# Franke Saphira brew unit malfunction 8



## Coffeeafix (Jun 16, 2015)

Hi, I have just rebuilt the brew group for a franke Saphira. It all works fine manually out of the machine. No Jams all moving smooth. When it is back in the machine. the unit is driven down then back up. The machine then keeps driving the brew unit up causing the drive to slip then comes up with the malfunction 8 message. Where am I going wrong???


----------



## espressotechno (Apr 11, 2011)

Error 8 means that the brewer unit is unable to be calibrated: On startup, the unit cycles once or twice while the encoder determines the timing for the top & bottom of each cycle. If all is well then the machine proceeds to heat up etc. If not you get error 8.....

* Before fitting the brewer unit ensure that the brew chamber is in the parked/open position (piston visible at bottom of chamber)

* Ensure that the brewer unit is correctly bolted in position - usually needs a good "wriggling".

* Check that the encoder (small black box) is securely fastened to the drive motor - there should be a stainless steel clamp holding it firm.


----------



## Coffeeafix (Jun 16, 2015)

espressotechno said:


> Error 8 means that the brewer unit is unable to be calibrated: On startup, the unit cycles once or twice while the encoder determines the timing for the top & bottom of each cycle. If all is well then the machine proceeds to heat up etc. If not you get error 8.....
> 
> * Before fitting the brewer unit ensure that the brew chamber is in the parked/open position (piston visible at bottom of chamber)
> 
> ...


Thanks will give it a try again.


----------

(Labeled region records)
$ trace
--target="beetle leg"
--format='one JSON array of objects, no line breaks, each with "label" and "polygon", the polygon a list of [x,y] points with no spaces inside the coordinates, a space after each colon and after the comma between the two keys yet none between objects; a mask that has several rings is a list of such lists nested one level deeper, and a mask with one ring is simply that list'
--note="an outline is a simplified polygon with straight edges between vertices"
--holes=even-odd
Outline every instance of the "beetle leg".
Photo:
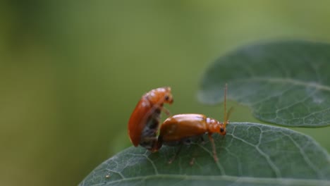
[{"label": "beetle leg", "polygon": [[166,108],[161,107],[161,110],[167,115],[167,116],[170,116],[171,115],[171,112]]},{"label": "beetle leg", "polygon": [[212,144],[212,149],[213,149],[213,158],[214,159],[215,161],[218,161],[218,157],[216,156],[216,151],[215,149],[214,144],[214,140],[212,137],[212,133],[209,133],[209,139],[211,143]]},{"label": "beetle leg", "polygon": [[204,140],[203,136],[200,136],[200,141],[202,142],[201,143],[204,144],[205,143],[205,140]]},{"label": "beetle leg", "polygon": [[174,154],[174,156],[169,161],[169,164],[171,164],[172,163],[172,162],[174,161],[174,159],[176,158],[176,156],[178,156],[178,154],[180,153],[180,151],[181,151],[182,149],[182,147],[183,147],[183,143],[180,143],[180,147],[178,147],[178,151],[176,151],[176,154]]}]

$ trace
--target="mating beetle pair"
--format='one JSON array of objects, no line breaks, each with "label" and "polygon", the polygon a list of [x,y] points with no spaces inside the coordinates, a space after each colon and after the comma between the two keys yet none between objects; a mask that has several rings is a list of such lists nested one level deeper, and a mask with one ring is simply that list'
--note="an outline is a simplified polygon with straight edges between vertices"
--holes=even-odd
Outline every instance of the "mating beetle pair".
[{"label": "mating beetle pair", "polygon": [[231,111],[231,109],[227,113],[226,111],[226,94],[227,85],[224,92],[224,123],[202,114],[174,115],[168,118],[161,125],[157,137],[161,111],[164,111],[169,115],[169,112],[164,107],[164,104],[171,104],[173,100],[170,87],[152,89],[142,96],[130,116],[128,122],[128,135],[130,141],[135,147],[140,144],[151,151],[157,151],[163,144],[182,144],[192,138],[202,138],[202,136],[207,133],[212,144],[214,161],[217,161],[212,134],[226,135],[226,127]]}]

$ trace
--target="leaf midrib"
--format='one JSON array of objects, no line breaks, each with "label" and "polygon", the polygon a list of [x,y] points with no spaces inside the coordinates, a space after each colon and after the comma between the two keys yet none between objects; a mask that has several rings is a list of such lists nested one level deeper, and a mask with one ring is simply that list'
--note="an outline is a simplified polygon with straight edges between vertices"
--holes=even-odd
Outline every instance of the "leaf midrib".
[{"label": "leaf midrib", "polygon": [[315,82],[303,82],[298,80],[292,78],[269,78],[269,77],[252,77],[245,79],[237,79],[236,81],[264,81],[270,82],[282,82],[282,83],[291,83],[295,85],[300,85],[306,87],[314,87],[317,89],[325,90],[330,92],[330,87],[322,85]]},{"label": "leaf midrib", "polygon": [[[118,183],[123,181],[133,181],[138,180],[148,180],[153,178],[166,178],[166,179],[181,179],[183,180],[213,180],[213,181],[233,181],[236,182],[248,182],[248,183],[264,183],[264,184],[281,184],[281,185],[329,185],[330,181],[327,180],[310,180],[300,178],[252,178],[252,177],[238,177],[231,175],[170,175],[170,174],[157,174],[145,176],[137,176],[129,178],[124,178],[113,182],[107,182],[108,185]],[[102,183],[104,185],[104,183]],[[93,185],[94,186],[99,184]]]}]

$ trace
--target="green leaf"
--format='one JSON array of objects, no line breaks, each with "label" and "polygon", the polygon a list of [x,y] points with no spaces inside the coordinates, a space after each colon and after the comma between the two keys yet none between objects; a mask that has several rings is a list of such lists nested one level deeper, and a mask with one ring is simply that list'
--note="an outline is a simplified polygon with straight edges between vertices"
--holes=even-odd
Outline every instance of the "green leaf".
[{"label": "green leaf", "polygon": [[225,137],[214,137],[217,163],[208,140],[185,146],[171,164],[168,161],[178,147],[153,154],[130,147],[102,163],[80,185],[330,185],[330,157],[308,136],[231,123]]},{"label": "green leaf", "polygon": [[202,78],[199,99],[228,97],[261,120],[291,127],[330,125],[330,44],[302,41],[247,46],[216,60]]}]

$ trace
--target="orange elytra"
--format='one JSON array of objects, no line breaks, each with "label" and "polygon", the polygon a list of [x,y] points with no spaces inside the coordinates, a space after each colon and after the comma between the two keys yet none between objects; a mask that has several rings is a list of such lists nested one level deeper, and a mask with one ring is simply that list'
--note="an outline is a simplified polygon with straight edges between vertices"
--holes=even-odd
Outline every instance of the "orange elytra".
[{"label": "orange elytra", "polygon": [[[212,144],[214,161],[217,161],[218,158],[216,156],[212,134],[219,133],[221,135],[226,135],[226,127],[228,123],[228,119],[232,111],[230,109],[228,112],[226,112],[226,94],[227,85],[226,85],[224,92],[224,123],[198,113],[174,115],[167,118],[161,124],[157,142],[155,144],[152,151],[158,151],[163,144],[169,146],[177,144],[182,145],[183,144],[190,143],[192,139],[202,138],[202,135],[207,133],[209,141]],[[176,154],[178,154],[181,148],[179,148]],[[173,159],[171,161],[173,161]],[[170,162],[171,162],[171,161],[170,161]]]},{"label": "orange elytra", "polygon": [[157,142],[160,113],[164,111],[164,104],[172,104],[171,87],[165,87],[151,90],[144,94],[138,103],[128,121],[128,136],[134,146],[139,144],[152,149]]}]

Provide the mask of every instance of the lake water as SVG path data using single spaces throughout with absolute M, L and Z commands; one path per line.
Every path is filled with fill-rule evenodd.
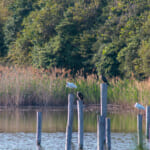
M 42 109 L 42 148 L 36 147 L 37 109 L 0 111 L 0 150 L 64 150 L 67 111 Z M 112 150 L 136 150 L 136 114 L 109 114 Z M 84 150 L 97 150 L 97 114 L 84 112 Z M 145 120 L 143 119 L 143 129 Z M 144 141 L 149 147 L 149 143 Z M 74 112 L 72 150 L 77 150 L 77 113 Z

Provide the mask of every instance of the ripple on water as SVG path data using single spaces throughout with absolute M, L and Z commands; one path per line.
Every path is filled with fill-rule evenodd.
M 112 150 L 134 150 L 136 135 L 112 133 Z M 64 150 L 65 133 L 42 133 L 42 150 Z M 84 133 L 84 150 L 97 149 L 96 133 Z M 35 133 L 0 133 L 0 150 L 38 150 Z M 77 133 L 72 136 L 72 150 L 77 150 Z

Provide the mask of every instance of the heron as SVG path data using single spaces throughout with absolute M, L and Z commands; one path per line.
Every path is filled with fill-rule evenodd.
M 83 94 L 79 91 L 77 92 L 77 98 L 78 98 L 78 100 L 83 101 Z M 83 104 L 84 104 L 84 102 L 83 102 Z
M 71 82 L 67 82 L 66 87 L 68 87 L 70 89 L 76 89 L 77 88 L 77 86 L 74 83 L 71 83 Z
M 137 109 L 139 109 L 139 110 L 140 109 L 145 110 L 145 107 L 143 105 L 139 104 L 139 103 L 135 103 L 134 107 L 137 108 Z

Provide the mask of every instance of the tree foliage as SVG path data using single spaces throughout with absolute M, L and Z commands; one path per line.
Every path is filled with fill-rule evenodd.
M 4 46 L 0 50 L 10 62 L 70 69 L 84 77 L 149 77 L 149 0 L 7 2 L 0 38 L 8 53 Z

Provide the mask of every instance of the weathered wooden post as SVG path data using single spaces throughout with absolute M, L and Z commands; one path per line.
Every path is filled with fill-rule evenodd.
M 100 91 L 101 116 L 106 117 L 107 116 L 107 84 L 102 83 L 100 85 L 100 90 L 101 90 Z
M 65 150 L 71 150 L 71 139 L 72 139 L 72 124 L 73 124 L 73 102 L 74 95 L 68 95 L 68 120 L 66 126 L 66 144 Z
M 97 116 L 97 150 L 104 150 L 105 117 Z
M 37 112 L 37 128 L 36 128 L 36 143 L 41 144 L 41 132 L 42 132 L 42 112 Z
M 78 110 L 78 147 L 83 150 L 83 101 L 77 100 Z
M 143 135 L 142 135 L 142 115 L 137 115 L 137 136 L 138 136 L 138 146 L 143 146 Z
M 107 84 L 102 83 L 100 84 L 100 104 L 101 104 L 101 116 L 104 118 L 104 142 L 103 145 L 105 146 L 106 144 L 106 123 L 105 123 L 105 118 L 107 117 Z M 103 147 L 104 147 L 103 146 Z
M 150 139 L 150 106 L 146 106 L 146 138 Z
M 106 118 L 106 149 L 111 150 L 111 129 L 109 118 Z

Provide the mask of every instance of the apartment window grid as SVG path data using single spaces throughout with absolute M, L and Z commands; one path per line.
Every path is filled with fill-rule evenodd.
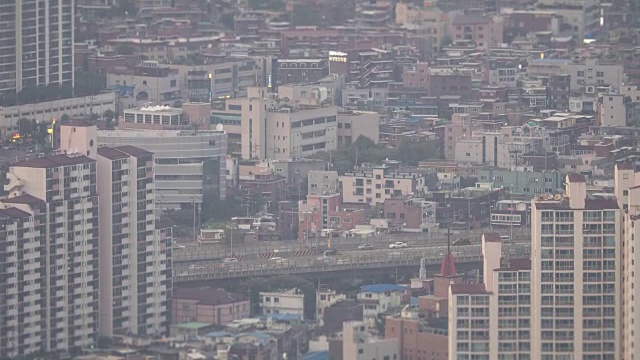
M 582 219 L 581 238 L 574 237 L 577 219 Z M 542 358 L 572 358 L 579 350 L 574 342 L 580 336 L 583 359 L 613 359 L 615 211 L 542 211 L 541 220 Z M 574 241 L 581 242 L 582 250 Z M 577 262 L 582 272 L 576 272 Z M 578 277 L 582 289 L 576 287 Z M 575 307 L 576 296 L 582 296 L 580 310 Z M 575 323 L 574 311 L 581 312 L 582 324 Z M 576 328 L 582 328 L 582 333 L 575 333 Z
M 489 360 L 490 295 L 458 295 L 456 359 Z
M 498 274 L 498 350 L 500 359 L 529 359 L 531 353 L 531 273 Z

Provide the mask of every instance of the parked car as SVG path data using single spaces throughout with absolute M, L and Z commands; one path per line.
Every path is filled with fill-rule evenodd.
M 396 241 L 392 244 L 389 244 L 389 249 L 402 249 L 406 247 L 409 247 L 409 245 L 407 245 L 406 242 L 402 242 L 402 241 Z
M 463 246 L 463 245 L 471 245 L 471 240 L 460 238 L 453 242 L 453 246 Z

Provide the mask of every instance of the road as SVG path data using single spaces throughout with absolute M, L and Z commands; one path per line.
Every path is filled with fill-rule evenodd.
M 441 229 L 442 230 L 442 229 Z M 465 238 L 469 239 L 472 244 L 479 244 L 481 236 L 484 232 L 499 232 L 501 234 L 510 234 L 510 229 L 494 229 L 494 230 L 474 230 L 471 232 L 462 231 L 451 234 L 451 241 Z M 530 229 L 515 229 L 513 232 L 514 242 L 523 242 L 530 239 Z M 318 249 L 331 248 L 339 252 L 356 250 L 361 244 L 371 244 L 374 249 L 385 249 L 388 245 L 395 241 L 406 242 L 411 248 L 416 247 L 432 247 L 445 246 L 447 244 L 447 235 L 444 231 L 432 234 L 431 236 L 423 234 L 392 234 L 391 236 L 379 235 L 369 238 L 332 238 L 331 243 L 327 239 L 318 239 L 319 241 L 308 241 L 300 243 L 296 240 L 292 241 L 271 241 L 257 242 L 250 244 L 236 244 L 235 246 L 221 245 L 201 245 L 198 247 L 175 248 L 173 251 L 174 262 L 190 261 L 190 260 L 222 260 L 225 257 L 242 257 L 244 259 L 253 258 L 271 258 L 274 256 L 305 256 L 318 253 L 314 251 L 314 247 Z
M 415 266 L 421 258 L 427 259 L 429 265 L 438 265 L 446 246 L 417 247 L 407 249 L 384 249 L 372 251 L 345 251 L 335 256 L 309 255 L 296 258 L 252 259 L 234 263 L 216 261 L 180 262 L 173 265 L 176 281 L 230 279 L 247 276 L 264 276 L 277 274 L 298 274 L 320 271 L 339 271 L 350 269 L 385 268 L 390 266 Z M 527 257 L 530 244 L 516 243 L 505 245 L 506 253 L 511 256 Z M 481 261 L 480 245 L 456 247 L 452 251 L 456 261 Z

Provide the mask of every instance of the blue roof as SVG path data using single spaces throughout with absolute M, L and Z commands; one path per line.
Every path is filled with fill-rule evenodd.
M 386 291 L 405 291 L 406 286 L 394 285 L 394 284 L 379 284 L 379 285 L 365 285 L 360 288 L 361 292 L 373 292 L 382 293 Z
M 302 356 L 302 360 L 329 360 L 328 351 L 315 351 Z
M 229 333 L 226 331 L 212 331 L 208 334 L 206 334 L 205 336 L 208 337 L 223 337 L 223 336 L 229 336 Z

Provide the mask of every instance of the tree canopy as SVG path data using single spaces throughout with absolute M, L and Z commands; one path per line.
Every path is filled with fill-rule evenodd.
M 399 160 L 406 165 L 418 165 L 420 161 L 441 157 L 441 149 L 437 141 L 413 142 L 401 141 L 395 148 L 376 145 L 371 139 L 359 136 L 351 145 L 343 146 L 331 154 L 317 153 L 312 157 L 331 161 L 331 169 L 339 174 L 351 171 L 354 166 L 362 163 L 380 164 L 383 161 Z
M 255 305 L 260 303 L 261 291 L 279 291 L 289 290 L 292 288 L 298 288 L 302 291 L 304 294 L 305 318 L 313 319 L 315 317 L 316 310 L 316 287 L 312 282 L 299 276 L 281 275 L 270 277 L 268 279 L 252 278 L 240 283 L 239 285 L 234 285 L 233 289 L 230 290 L 250 294 L 252 315 L 255 315 L 258 312 Z

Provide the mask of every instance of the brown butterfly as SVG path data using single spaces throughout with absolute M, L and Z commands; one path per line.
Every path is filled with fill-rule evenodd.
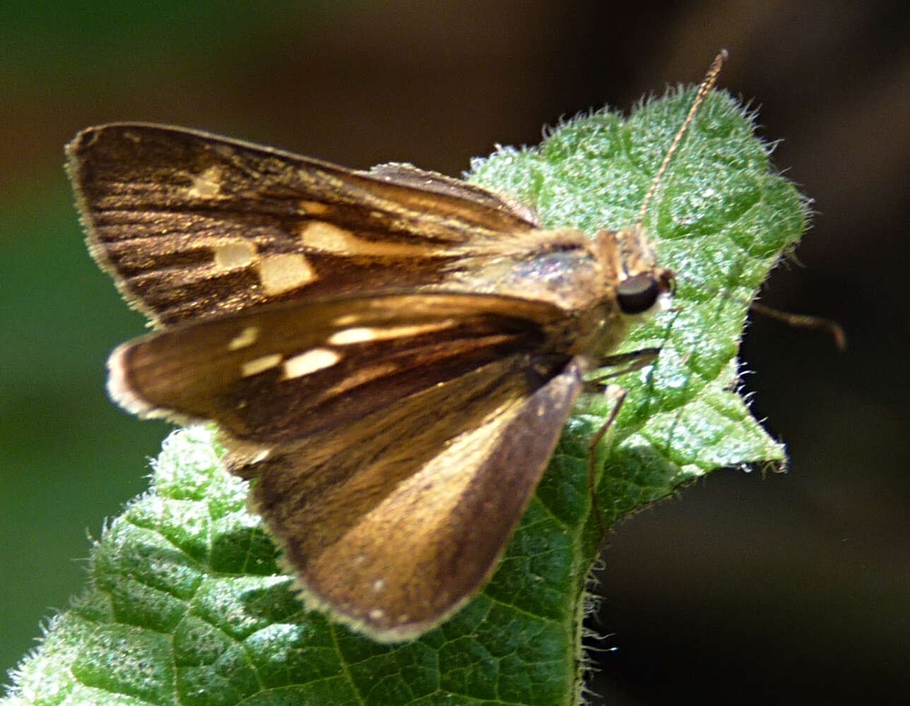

## [Tasks to carry out]
a – Using the Saphira brew unit thread, explain in one to three sentences what error 8 means and what leads the machine to show it.
b – According to the Saphira brew unit thread, what should hold the encoder firm on the drive motor?
c – Repeat word for word the part of the Saphira brew unit thread starting at "# Franke Saphira" and ending at "I going wrong???".

## [Task-by-task solutions]
a – Error 8 means the brewer unit cannot be calibrated. On startup, the unit cycles once or twice while the encoder determines the timing for the top and bottom of each cycle. If that succeeds the machine goes on to heat up, and if not, error 8 appears.

b – A stainless steel clamp.

c –
# Franke Saphira brew unit malfunction 8



## Coffeeafix (Jun 16, 2015)

Hi, I have just rebuilt the brew group for a franke Saphira. It all works fine manually out of the machine. No Jams all moving smooth. When it is back in the machine. the unit is driven down then back up. The machine then keeps driving the brew unit up causing the drive to slip then comes up with the malfunction 8 message. Where am I going wrong???